### Problem details
Scan the entries below. List each line with "polygon".
Start of Block
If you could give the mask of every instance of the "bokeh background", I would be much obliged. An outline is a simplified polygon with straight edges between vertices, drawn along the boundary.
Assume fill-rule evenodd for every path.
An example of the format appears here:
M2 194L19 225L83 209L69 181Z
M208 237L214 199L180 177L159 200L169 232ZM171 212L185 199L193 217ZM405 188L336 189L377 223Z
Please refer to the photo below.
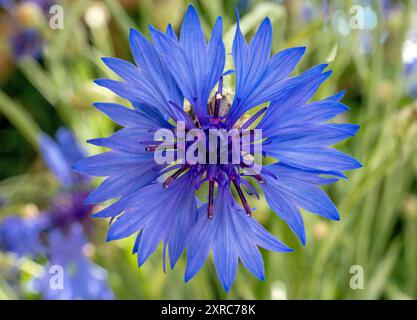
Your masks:
M117 299L417 298L415 0L1 0L0 223L18 217L20 224L16 224L12 238L20 246L29 246L32 240L22 235L27 230L19 228L48 216L51 208L61 205L63 193L73 192L65 189L46 165L39 137L53 137L58 128L66 127L75 133L85 152L102 151L85 141L108 136L117 127L91 104L118 98L92 82L114 77L100 58L130 60L131 27L148 35L148 24L165 29L172 22L178 31L189 3L199 11L207 34L215 18L224 17L229 49L237 7L247 37L265 16L270 17L274 53L307 46L296 72L328 63L334 73L317 98L347 90L343 102L351 111L338 121L360 124L361 130L337 148L355 156L364 167L326 190L340 210L340 222L303 214L306 247L262 198L256 203L256 217L295 248L291 254L264 252L265 281L258 281L241 267L226 294L210 261L184 284L185 258L165 274L161 248L138 269L131 254L134 239L106 243L108 222L88 218L89 227L82 227L85 241L81 245L68 251L65 245L55 248L62 250L58 255L62 253L64 261L75 256L92 270L75 277L78 283L74 286L97 286L99 281L105 288L99 291L108 290L109 294L96 297ZM54 4L64 10L63 29L50 27L53 15L49 8ZM10 233L8 228L4 234ZM47 241L53 241L54 230L48 232ZM0 298L56 298L36 285L54 256L50 252L22 254L1 246L1 239L0 233ZM86 270L82 263L70 263L74 274ZM350 271L358 270L352 266L363 270L363 289L351 286L354 274ZM100 279L94 282L91 277ZM79 293L83 290L74 289L66 297L95 298L94 294Z

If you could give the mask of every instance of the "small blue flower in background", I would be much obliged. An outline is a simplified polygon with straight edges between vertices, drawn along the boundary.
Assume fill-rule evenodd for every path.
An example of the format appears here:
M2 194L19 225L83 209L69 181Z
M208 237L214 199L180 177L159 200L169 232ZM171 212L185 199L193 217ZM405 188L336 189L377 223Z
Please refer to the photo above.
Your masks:
M48 300L113 299L107 286L107 272L92 263L84 252L89 242L81 225L74 223L65 231L54 229L48 241L49 263L43 275L33 281L33 290ZM56 279L52 279L54 276Z
M0 250L19 257L45 254L41 233L46 224L46 220L39 217L6 217L0 224Z
M73 134L65 128L58 129L55 139L53 140L47 134L41 134L39 138L39 146L46 165L57 177L62 187L80 188L80 183L89 182L89 180L72 171L71 165L84 158L85 151Z
M122 81L99 79L96 83L131 102L134 109L96 103L97 109L124 128L108 138L89 141L112 151L74 165L78 172L106 177L86 202L118 198L95 216L112 218L108 240L138 233L133 251L139 266L161 241L164 267L166 251L174 267L188 247L188 281L212 251L226 291L233 284L239 260L256 277L264 279L258 247L291 251L252 217L248 197L257 194L252 188L254 183L260 186L277 216L305 244L299 210L338 220L337 208L320 186L345 178L345 170L361 167L352 157L329 147L358 130L357 125L327 122L348 110L340 102L343 92L310 101L331 74L325 71L327 65L291 76L305 48L285 49L271 57L270 20L262 22L249 44L240 30L238 16L237 22L232 50L236 88L233 102L223 109L220 106L227 104L223 91L226 50L221 17L208 42L193 6L185 15L179 38L171 26L165 33L150 27L152 43L131 30L135 64L104 58ZM184 99L191 104L190 111L184 111ZM243 122L248 112L266 103L268 107ZM176 123L183 121L187 130L238 128L241 132L258 119L261 121L256 128L262 130L265 139L263 153L279 161L264 166L260 174L243 175L243 161L168 166L154 160L158 145L153 142L153 133L157 129L174 130ZM198 207L195 193L203 183L209 190L207 202Z
M408 31L402 48L404 63L404 78L407 93L410 97L417 97L417 24L413 24Z
M51 223L65 229L77 222L88 230L92 206L85 206L84 201L90 192L90 179L71 170L73 163L86 156L85 150L66 128L58 129L55 140L42 134L39 146L46 165L62 189L48 210Z
M237 0L236 6L240 12L246 12L252 6L252 0Z
M405 66L406 90L410 97L417 97L417 60Z
M15 60L26 57L41 58L44 39L35 21L47 19L49 9L54 3L53 0L0 1L0 9L8 13L9 23L13 26L8 40ZM19 15L19 11L22 14ZM28 21L19 21L19 17Z
M43 299L112 299L105 270L85 253L91 230L92 206L85 206L90 180L70 170L85 156L73 134L60 128L56 141L42 134L40 149L45 163L60 182L61 190L45 212L33 217L10 216L0 224L0 249L19 257L47 257L45 272L33 280L32 289ZM63 287L50 285L49 269L63 270Z
M35 29L15 29L10 38L13 56L19 60L24 57L38 59L42 54L42 37Z

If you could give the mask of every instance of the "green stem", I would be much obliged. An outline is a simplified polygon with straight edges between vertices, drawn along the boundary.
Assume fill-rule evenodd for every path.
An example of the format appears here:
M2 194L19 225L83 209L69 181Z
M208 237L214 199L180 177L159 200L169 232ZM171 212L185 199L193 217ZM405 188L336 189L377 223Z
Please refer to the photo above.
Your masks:
M126 35L127 39L127 31L130 28L135 27L134 21L130 18L130 16L126 13L118 1L104 0L104 2L109 8L110 12L113 14L116 24L122 31L122 34Z
M49 75L42 70L39 63L33 59L23 59L19 63L19 68L43 97L52 106L55 106L58 99L56 95L56 86L51 81Z
M38 150L40 128L31 115L16 101L0 91L0 113L2 113L26 138L35 150Z

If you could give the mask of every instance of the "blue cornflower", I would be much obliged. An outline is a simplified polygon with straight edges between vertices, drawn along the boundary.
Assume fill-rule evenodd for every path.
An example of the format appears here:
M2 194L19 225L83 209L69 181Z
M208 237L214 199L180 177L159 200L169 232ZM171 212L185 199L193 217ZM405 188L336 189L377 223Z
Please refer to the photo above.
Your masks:
M36 21L49 18L54 3L54 0L0 0L0 9L8 13L6 17L13 26L8 40L15 60L42 56L44 39Z
M55 0L0 0L0 8L12 11L18 5L33 4L36 5L46 16L49 14L49 9L54 5L54 3Z
M92 206L85 206L89 179L71 171L71 165L85 157L85 150L74 135L65 128L58 129L56 140L46 134L39 138L45 163L57 177L62 191L55 197L48 213L47 256L49 264L45 273L34 281L36 291L44 299L111 299L105 270L85 255L89 244L89 215ZM63 268L63 287L50 286L49 268Z
M84 200L90 189L90 179L71 170L71 165L86 156L84 148L71 131L59 128L53 140L47 134L39 137L42 157L49 170L58 179L61 190L48 209L53 227L66 228L74 222L89 228L91 206Z
M344 170L361 166L329 147L358 130L356 125L327 123L348 110L340 103L343 92L310 102L331 72L325 71L327 65L322 64L290 76L305 48L286 49L270 57L272 27L268 18L248 44L237 17L232 50L236 87L232 101L223 90L223 78L231 72L224 73L226 51L221 17L208 42L192 6L184 17L179 38L170 25L165 33L150 27L150 33L152 43L138 31L130 32L135 64L103 59L123 81L99 79L96 83L128 100L134 109L114 103L95 104L124 128L108 138L89 141L111 151L74 165L78 172L106 177L87 203L118 198L95 216L112 218L108 240L138 233L133 251L139 266L162 241L164 267L166 250L174 267L188 247L186 281L200 270L210 251L226 291L234 281L239 260L263 279L258 247L277 252L291 249L256 222L247 197L257 195L253 185L259 184L271 208L303 244L300 208L339 219L336 207L319 186L345 177ZM256 109L247 118L247 112L267 103L267 107ZM250 176L245 172L253 168L247 168L242 159L247 155L241 155L237 164L160 164L153 153L161 141L154 141L154 132L161 128L175 131L180 121L186 130L205 132L235 128L243 134L249 126L260 129L263 155L278 162ZM170 150L176 147L173 143ZM208 186L208 199L200 205L196 189L203 184Z
M54 229L48 241L48 265L32 284L43 299L113 299L107 286L107 272L86 255L89 242L81 225L73 223L65 231Z
M71 165L86 156L84 148L71 131L63 127L58 129L55 139L44 133L39 137L39 146L46 165L63 188L82 187L89 179L73 172Z
M42 214L5 218L0 223L0 249L19 257L48 259L44 273L33 280L33 290L44 299L111 299L105 270L91 262L85 252L91 229L88 218L92 206L84 205L89 180L70 170L85 152L65 128L57 131L56 141L42 134L39 145L61 190ZM54 266L59 266L62 274L56 275ZM62 277L57 280L62 286L50 285L53 276Z
M408 30L407 38L402 48L402 61L404 63L404 78L409 96L417 97L417 27Z
M46 226L46 219L40 216L4 218L0 223L0 250L13 252L18 257L45 254L41 234Z
M43 39L35 29L16 28L10 37L13 56L19 60L25 57L39 58L42 53Z

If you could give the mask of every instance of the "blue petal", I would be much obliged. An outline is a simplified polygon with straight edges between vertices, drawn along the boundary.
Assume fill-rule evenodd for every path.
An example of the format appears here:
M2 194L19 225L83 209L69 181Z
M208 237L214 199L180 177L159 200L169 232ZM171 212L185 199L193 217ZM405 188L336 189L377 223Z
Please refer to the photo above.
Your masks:
M150 153L146 152L146 146L150 141L153 144L154 135L155 132L148 129L123 128L110 137L91 139L87 142L99 147L111 148L114 151L144 154L149 157Z
M153 99L152 96L144 92L141 92L137 90L137 88L134 88L131 85L121 82L121 81L116 81L116 80L111 80L111 79L97 79L97 80L94 80L94 83L101 87L104 87L113 91L118 96L132 103L136 102L136 103L144 103L144 104L149 104L149 105L152 105L153 103L155 103L155 99Z
M169 23L167 29L165 30L165 34L170 37L173 40L178 41L178 36L175 33L174 29L172 28L172 25Z
M70 167L59 145L48 135L41 134L39 137L39 146L45 163L58 178L59 182L63 186L71 186L73 179Z
M248 45L240 30L239 12L236 10L236 33L233 40L232 55L235 64L236 73L236 93L235 100L242 100L242 95L245 94L245 83L248 77L249 57L248 57ZM233 110L234 106L232 106Z
M257 85L269 62L272 26L268 18L260 25L249 46L240 31L237 17L236 36L233 42L233 58L236 68L236 98L246 100Z
M224 215L222 232L217 233L216 244L213 247L213 260L217 276L224 288L229 291L236 277L238 253L231 225L232 217Z
M141 231L137 249L139 265L163 241L169 250L171 267L174 267L185 249L186 235L196 221L197 205L190 178L190 174L185 174L166 190L154 183L119 200L122 205L116 203L111 211L123 208L124 212L111 225L108 239L121 239Z
M291 98L285 101L274 100L257 128L263 130L264 137L272 137L279 134L282 128L322 123L347 110L349 110L347 106L336 101L322 100L299 105Z
M56 141L69 165L85 157L86 151L78 143L74 134L67 128L61 127L56 132Z
M267 168L277 178L267 177L265 192L275 190L283 200L291 201L299 208L328 219L339 220L336 206L323 190L315 186L316 181L309 179L308 176L303 180L303 176L305 176L303 171L281 164L269 165Z
M293 47L276 53L269 62L266 77L274 77L275 81L287 78L304 56L306 47Z
M292 98L298 99L299 102L307 102L320 84L330 76L331 71L322 73L326 66L325 64L317 65L298 76L282 80L277 80L277 75L274 72L264 73L250 91L249 96L245 99L235 97L228 115L228 122L234 123L247 110L271 100L286 101Z
M313 185L325 185L338 181L337 178L323 177L322 175L329 175L327 171L299 169L283 164L282 162L265 166L262 170L268 171L270 173L269 176L273 175L275 180L293 179Z
M227 236L225 236L227 238ZM228 242L224 242L228 244ZM226 292L229 292L235 281L238 260L233 248L219 247L213 255L214 264L216 265L217 276Z
M185 56L181 52L179 43L153 27L150 28L150 32L154 46L165 64L172 67L172 69L170 68L170 72L175 82L180 87L185 98L193 102L196 97L193 89L193 77L189 73L189 66L187 65ZM182 105L182 102L178 105Z
M264 262L256 242L252 239L253 230L246 221L239 220L239 222L235 222L236 250L238 251L239 258L246 269L252 272L255 277L264 280Z
M132 206L136 197L136 193L120 198L120 200L112 203L108 207L95 212L93 218L115 218L129 206Z
M155 48L185 98L199 119L205 119L209 95L222 76L225 64L221 18L216 20L208 45L193 6L189 6L184 17L179 42L155 28L150 32Z
M203 75L203 79L201 80L201 82L204 83L203 90L201 92L202 103L208 100L211 90L219 81L220 77L224 76L223 70L226 59L226 50L223 44L222 34L223 21L221 17L218 17L216 19L216 23L214 24L211 39L206 49L206 71L205 75Z
M138 191L158 176L152 166L123 176L106 178L85 200L86 204L100 203Z
M270 59L272 27L268 18L260 25L249 46L240 30L236 11L236 34L233 59L236 71L236 94L228 123L233 124L244 112L282 94L281 82L291 73L305 48L281 51Z
M169 101L182 105L183 96L179 88L169 75L167 68L162 64L160 56L151 43L138 31L130 30L130 48L136 65L145 72L147 82L152 87L154 95L161 103L160 110L173 113L174 119L180 120L175 111L169 108ZM148 103L148 105L155 105Z
M144 117L135 110L116 103L94 103L94 107L109 116L114 122L124 127L149 129L155 126L152 119Z
M262 85L256 87L250 99L245 102L245 108L250 109L261 103L279 99L285 101L287 97L298 99L298 103L307 102L331 74L331 71L321 73L327 65L317 65L306 72L286 78L281 81L271 81L265 78ZM309 85L306 85L309 84Z
M183 115L170 108L169 101L182 105L183 96L162 64L158 52L138 31L130 31L130 47L136 66L130 62L103 58L103 62L125 82L96 80L132 104L155 106L164 115L182 120Z
M272 25L269 18L265 18L249 43L250 55L253 56L251 67L251 77L259 78L264 72L264 68L269 62L271 56L272 44ZM250 81L248 79L247 81Z
M346 90L342 90L342 91L336 93L335 95L332 95L330 97L327 97L326 100L340 101L345 96L345 93L346 93Z
M268 148L295 149L304 147L327 147L355 135L359 126L347 124L323 124L293 126L277 130L269 139Z
M265 144L263 151L279 161L301 169L345 171L362 167L356 159L332 148L287 148Z
M271 233L269 233L260 223L255 219L249 219L249 225L254 233L254 241L256 244L264 249L275 252L292 252L293 249L287 247Z
M266 201L271 209L283 219L291 230L298 236L303 245L306 244L303 217L290 198L282 192L275 180L266 177L267 185L263 187Z
M213 237L216 234L217 224L207 223L204 219L204 212L207 206L200 208L199 216L201 217L196 225L187 236L187 267L185 269L184 281L188 282L203 267L207 260L213 243Z
M133 245L132 253L135 254L138 252L140 238L142 237L142 233L139 233L135 239L135 244Z
M200 24L200 18L192 5L188 7L184 16L180 32L180 43L183 48L189 49L190 56L201 54L206 46L206 37ZM197 65L198 62L195 61L195 67Z
M139 170L146 163L154 163L152 154L104 152L76 162L73 170L92 176L123 175Z
M175 210L175 217L170 223L170 231L166 239L171 268L174 268L176 262L184 252L187 236L197 221L197 203L193 190L191 192L186 190L182 195L177 194L177 196L177 201L180 201L180 209ZM182 208L185 208L187 212L183 213Z
M154 221L152 227L142 230L142 237L137 251L138 266L142 266L146 260L155 252L162 240L164 233L163 222L158 219Z
M255 219L247 217L230 193L220 187L214 201L214 217L208 219L207 204L199 209L199 218L187 239L187 268L185 281L189 281L204 265L210 249L213 250L217 275L226 291L236 276L238 260L259 279L264 278L261 246L278 252L291 251L260 226Z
End of Block
### Written response
If you could give the mask of every instance of the "bokeh background", I would be much obliged. An outline is a simplified polygon with straight edges between vertices, drawn along the boundary.
If you could give the mask of every instance of the "small blue flower in background", I would be much obliged. An outline is a simplified polygon with straight edges between vertices, drawn along the boundary.
If you could give the mask of every instance of the "green stem", I would be much obliged. An outline is a simplified polygon with straight edges between vertices, drawn along the boundary.
If you could give the mask of every instance of the "blue cornflower", I would be much obliged. An outline is a simplified polygon with straight edges between vertices, drawn along the boundary.
If you could give the mask of every instance of the "blue petal", I would be much obliged. An outline is a simplified polygon with straight edges between vertices, drawn along the boundary.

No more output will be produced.